[Task item]
Your job is to write out each record precisely as it stands.
====== Task material
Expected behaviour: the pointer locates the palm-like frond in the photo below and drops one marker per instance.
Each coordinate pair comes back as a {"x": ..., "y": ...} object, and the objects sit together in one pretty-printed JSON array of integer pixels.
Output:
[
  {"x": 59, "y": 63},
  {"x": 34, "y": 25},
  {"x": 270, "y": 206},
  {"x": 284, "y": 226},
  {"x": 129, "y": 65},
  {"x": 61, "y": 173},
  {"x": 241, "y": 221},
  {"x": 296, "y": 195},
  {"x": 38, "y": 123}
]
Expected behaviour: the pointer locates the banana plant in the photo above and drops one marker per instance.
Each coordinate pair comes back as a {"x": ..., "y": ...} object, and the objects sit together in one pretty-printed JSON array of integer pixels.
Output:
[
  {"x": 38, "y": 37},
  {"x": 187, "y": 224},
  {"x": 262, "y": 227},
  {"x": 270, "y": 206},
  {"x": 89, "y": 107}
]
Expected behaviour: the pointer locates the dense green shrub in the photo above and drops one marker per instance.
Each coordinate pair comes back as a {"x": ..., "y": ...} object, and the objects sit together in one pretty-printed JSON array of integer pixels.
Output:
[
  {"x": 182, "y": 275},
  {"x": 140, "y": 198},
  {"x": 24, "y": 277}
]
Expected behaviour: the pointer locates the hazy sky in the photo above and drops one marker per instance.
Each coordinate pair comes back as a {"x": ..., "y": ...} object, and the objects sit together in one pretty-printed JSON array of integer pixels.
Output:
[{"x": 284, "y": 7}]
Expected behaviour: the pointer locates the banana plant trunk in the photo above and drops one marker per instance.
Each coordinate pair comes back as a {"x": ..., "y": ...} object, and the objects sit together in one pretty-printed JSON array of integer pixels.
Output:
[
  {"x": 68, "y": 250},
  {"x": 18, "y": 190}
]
============
[Response]
Expected behaviour: the pointer locates the palm-like frond in the photo below and drops one marker per instance.
Each coordinate pair comes back as a {"x": ..., "y": ...} object, and the objects sit together in one pretty-printed JSON array of integer pixels.
Output:
[
  {"x": 59, "y": 63},
  {"x": 34, "y": 25},
  {"x": 270, "y": 206},
  {"x": 284, "y": 226},
  {"x": 129, "y": 65},
  {"x": 61, "y": 173},
  {"x": 241, "y": 221},
  {"x": 296, "y": 195},
  {"x": 38, "y": 123}
]
Expected behaviour: the pointer locates the banana plant in the photo above and drops one marker per instance.
Each coordinate pair comes back as a {"x": ..., "y": ...} object, and the objects sit together in one pretty-printed JSON array of integer pixels.
Output:
[
  {"x": 38, "y": 37},
  {"x": 187, "y": 224},
  {"x": 262, "y": 227},
  {"x": 270, "y": 206},
  {"x": 89, "y": 107}
]
Expected behaviour: the pointer locates the dense green shrub in the photo above and drops one marker per instance.
Each coordinate pair comes back as a {"x": ..., "y": ...} object, and the objects sit together in one pretty-printed JSON array of integer pixels.
Output:
[
  {"x": 182, "y": 275},
  {"x": 140, "y": 198},
  {"x": 24, "y": 277}
]
Expected behaviour: the pointer locates the hazy sky in the photo above and drops one marker per instance.
Each coordinate pair comes back as a {"x": ..., "y": ...} object, and the objects sit together in one pretty-printed JSON array of integer pixels.
Output:
[{"x": 284, "y": 7}]
Expected behaviour: the pointer locates the banana plant trunk in the photo above and drops one marker per instance.
Each coordinate pair comes back as a {"x": ..., "y": ...} object, and the objects sit together in one pretty-printed JSON array of integer pixels.
Output:
[
  {"x": 68, "y": 250},
  {"x": 18, "y": 190}
]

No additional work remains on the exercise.